**EXERCISE PROMPT**
Begin at the line below that has "Target: black dishwasher" and stop after the line that has "x=311, y=266". Please restate only those lines, word for word.

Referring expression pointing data
■ ■ ■ ■
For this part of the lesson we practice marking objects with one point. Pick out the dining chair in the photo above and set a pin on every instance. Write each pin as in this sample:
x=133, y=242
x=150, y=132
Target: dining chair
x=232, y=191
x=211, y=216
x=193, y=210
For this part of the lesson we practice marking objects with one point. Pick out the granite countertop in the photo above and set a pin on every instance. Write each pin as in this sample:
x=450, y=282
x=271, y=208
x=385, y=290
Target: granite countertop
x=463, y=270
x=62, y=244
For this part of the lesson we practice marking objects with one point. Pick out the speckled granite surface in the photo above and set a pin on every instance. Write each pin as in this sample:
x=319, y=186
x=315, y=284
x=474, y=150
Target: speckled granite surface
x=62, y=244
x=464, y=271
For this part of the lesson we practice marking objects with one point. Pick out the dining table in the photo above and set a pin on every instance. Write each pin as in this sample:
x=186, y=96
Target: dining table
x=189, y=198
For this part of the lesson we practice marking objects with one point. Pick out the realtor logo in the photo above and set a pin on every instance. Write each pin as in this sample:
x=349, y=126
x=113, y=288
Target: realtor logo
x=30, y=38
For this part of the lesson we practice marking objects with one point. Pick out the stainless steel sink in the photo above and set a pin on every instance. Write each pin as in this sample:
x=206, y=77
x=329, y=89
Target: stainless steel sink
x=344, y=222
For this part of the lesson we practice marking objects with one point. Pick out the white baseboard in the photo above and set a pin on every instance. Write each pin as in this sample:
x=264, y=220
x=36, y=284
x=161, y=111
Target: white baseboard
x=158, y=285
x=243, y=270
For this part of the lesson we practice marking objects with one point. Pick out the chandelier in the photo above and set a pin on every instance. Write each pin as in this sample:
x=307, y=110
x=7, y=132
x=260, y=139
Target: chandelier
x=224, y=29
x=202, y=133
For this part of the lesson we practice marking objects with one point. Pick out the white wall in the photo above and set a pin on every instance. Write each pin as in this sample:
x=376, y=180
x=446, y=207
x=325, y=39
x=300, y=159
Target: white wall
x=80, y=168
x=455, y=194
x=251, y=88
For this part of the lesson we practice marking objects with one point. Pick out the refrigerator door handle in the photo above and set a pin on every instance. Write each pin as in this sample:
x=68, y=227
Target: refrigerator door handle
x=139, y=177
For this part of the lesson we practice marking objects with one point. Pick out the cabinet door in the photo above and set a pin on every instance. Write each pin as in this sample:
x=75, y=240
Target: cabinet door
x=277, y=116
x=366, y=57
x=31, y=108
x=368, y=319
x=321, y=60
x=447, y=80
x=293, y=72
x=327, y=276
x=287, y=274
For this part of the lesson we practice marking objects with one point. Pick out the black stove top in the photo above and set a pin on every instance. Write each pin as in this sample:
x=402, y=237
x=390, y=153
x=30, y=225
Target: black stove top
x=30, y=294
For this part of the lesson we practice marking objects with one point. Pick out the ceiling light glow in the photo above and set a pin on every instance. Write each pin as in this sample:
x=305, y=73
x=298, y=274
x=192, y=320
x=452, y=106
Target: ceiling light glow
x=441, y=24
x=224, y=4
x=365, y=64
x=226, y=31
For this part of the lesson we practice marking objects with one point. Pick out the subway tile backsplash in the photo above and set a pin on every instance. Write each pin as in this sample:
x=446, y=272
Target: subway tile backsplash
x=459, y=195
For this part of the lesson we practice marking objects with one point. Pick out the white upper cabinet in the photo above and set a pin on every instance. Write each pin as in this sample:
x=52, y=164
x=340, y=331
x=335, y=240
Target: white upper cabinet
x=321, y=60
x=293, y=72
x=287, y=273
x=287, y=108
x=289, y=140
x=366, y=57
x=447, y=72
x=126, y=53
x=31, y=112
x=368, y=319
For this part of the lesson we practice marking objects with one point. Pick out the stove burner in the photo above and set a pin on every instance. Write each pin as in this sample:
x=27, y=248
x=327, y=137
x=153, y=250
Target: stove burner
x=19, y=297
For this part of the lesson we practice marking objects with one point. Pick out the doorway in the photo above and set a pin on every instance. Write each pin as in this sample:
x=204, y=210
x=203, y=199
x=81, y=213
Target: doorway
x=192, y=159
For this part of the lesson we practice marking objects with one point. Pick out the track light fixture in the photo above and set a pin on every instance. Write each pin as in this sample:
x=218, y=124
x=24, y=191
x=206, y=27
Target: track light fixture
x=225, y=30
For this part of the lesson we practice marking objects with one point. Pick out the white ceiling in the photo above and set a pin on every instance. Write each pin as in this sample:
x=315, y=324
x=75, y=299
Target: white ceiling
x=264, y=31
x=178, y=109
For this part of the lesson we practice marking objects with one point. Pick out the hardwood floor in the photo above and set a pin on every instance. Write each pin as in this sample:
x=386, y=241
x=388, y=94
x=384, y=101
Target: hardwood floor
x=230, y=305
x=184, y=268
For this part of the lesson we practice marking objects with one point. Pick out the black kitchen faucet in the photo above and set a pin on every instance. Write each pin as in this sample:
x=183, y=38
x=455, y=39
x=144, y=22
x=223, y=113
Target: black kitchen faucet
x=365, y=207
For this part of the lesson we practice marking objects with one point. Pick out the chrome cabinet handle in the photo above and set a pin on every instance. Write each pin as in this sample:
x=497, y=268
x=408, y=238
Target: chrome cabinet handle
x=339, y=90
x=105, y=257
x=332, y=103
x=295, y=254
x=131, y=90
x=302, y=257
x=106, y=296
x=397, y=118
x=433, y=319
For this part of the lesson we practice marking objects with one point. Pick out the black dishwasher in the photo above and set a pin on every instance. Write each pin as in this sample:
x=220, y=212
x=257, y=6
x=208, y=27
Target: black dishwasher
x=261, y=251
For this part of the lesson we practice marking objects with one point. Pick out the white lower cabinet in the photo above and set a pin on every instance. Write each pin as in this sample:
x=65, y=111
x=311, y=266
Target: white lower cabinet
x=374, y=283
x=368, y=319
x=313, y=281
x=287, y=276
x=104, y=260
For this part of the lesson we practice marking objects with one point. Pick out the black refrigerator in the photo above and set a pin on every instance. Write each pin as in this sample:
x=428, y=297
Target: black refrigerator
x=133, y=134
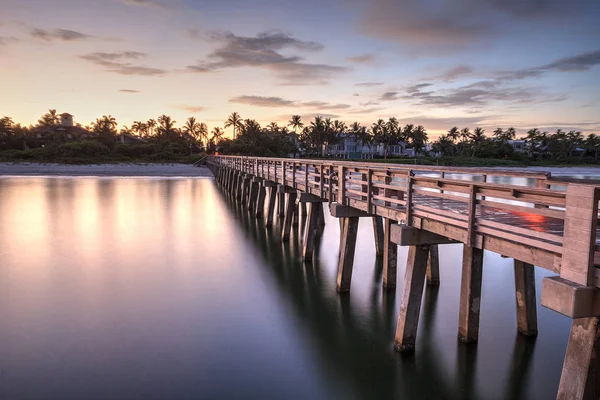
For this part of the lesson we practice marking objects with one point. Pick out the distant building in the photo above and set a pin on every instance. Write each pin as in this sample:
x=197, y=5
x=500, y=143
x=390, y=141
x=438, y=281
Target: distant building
x=350, y=147
x=66, y=119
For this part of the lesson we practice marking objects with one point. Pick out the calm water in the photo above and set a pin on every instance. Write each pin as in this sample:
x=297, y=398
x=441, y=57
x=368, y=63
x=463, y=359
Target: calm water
x=140, y=288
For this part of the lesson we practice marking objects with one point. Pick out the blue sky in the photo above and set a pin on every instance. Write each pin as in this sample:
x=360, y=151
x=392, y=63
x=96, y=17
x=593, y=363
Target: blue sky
x=531, y=63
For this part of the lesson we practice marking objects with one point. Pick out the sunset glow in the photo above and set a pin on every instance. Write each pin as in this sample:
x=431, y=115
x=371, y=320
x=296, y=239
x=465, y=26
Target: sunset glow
x=465, y=63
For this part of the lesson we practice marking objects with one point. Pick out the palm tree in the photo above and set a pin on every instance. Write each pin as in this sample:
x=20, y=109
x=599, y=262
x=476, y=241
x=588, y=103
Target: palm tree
x=477, y=138
x=532, y=139
x=296, y=122
x=51, y=118
x=234, y=121
x=217, y=133
x=166, y=126
x=498, y=134
x=592, y=143
x=192, y=128
x=150, y=125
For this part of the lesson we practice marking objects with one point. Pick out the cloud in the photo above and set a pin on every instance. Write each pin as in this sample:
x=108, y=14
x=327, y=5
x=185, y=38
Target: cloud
x=388, y=96
x=477, y=94
x=58, y=34
x=6, y=40
x=263, y=51
x=578, y=63
x=261, y=101
x=325, y=106
x=369, y=84
x=121, y=63
x=456, y=72
x=191, y=109
x=367, y=110
x=363, y=59
x=454, y=25
x=145, y=3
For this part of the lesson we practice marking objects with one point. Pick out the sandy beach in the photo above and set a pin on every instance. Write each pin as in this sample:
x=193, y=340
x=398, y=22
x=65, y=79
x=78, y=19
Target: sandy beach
x=153, y=170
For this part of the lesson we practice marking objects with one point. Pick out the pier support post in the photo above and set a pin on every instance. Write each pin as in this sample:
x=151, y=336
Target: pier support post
x=296, y=219
x=310, y=232
x=281, y=204
x=410, y=306
x=260, y=204
x=289, y=215
x=580, y=379
x=390, y=256
x=245, y=189
x=346, y=254
x=525, y=297
x=433, y=266
x=253, y=197
x=378, y=235
x=271, y=206
x=470, y=294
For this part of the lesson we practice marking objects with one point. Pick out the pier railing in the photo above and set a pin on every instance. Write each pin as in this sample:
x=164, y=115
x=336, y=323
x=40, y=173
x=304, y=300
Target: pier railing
x=460, y=203
x=527, y=216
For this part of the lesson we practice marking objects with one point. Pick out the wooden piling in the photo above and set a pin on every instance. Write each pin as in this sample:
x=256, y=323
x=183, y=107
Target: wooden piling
x=271, y=206
x=260, y=203
x=289, y=216
x=580, y=378
x=281, y=204
x=346, y=254
x=525, y=298
x=253, y=196
x=310, y=232
x=470, y=294
x=390, y=256
x=378, y=235
x=433, y=266
x=410, y=306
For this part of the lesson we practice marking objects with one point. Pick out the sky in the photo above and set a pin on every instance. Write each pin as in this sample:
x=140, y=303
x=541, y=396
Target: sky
x=488, y=63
■ ■ ■ ■
**EXERCISE OUTPUT**
Target: black dishwasher
x=261, y=251
For this part of the lesson we practice marking objects with one point. Pick out the white lower cabinet in the photo above and set a pin on every instance. Write each pin as in this sample:
x=65, y=111
x=311, y=266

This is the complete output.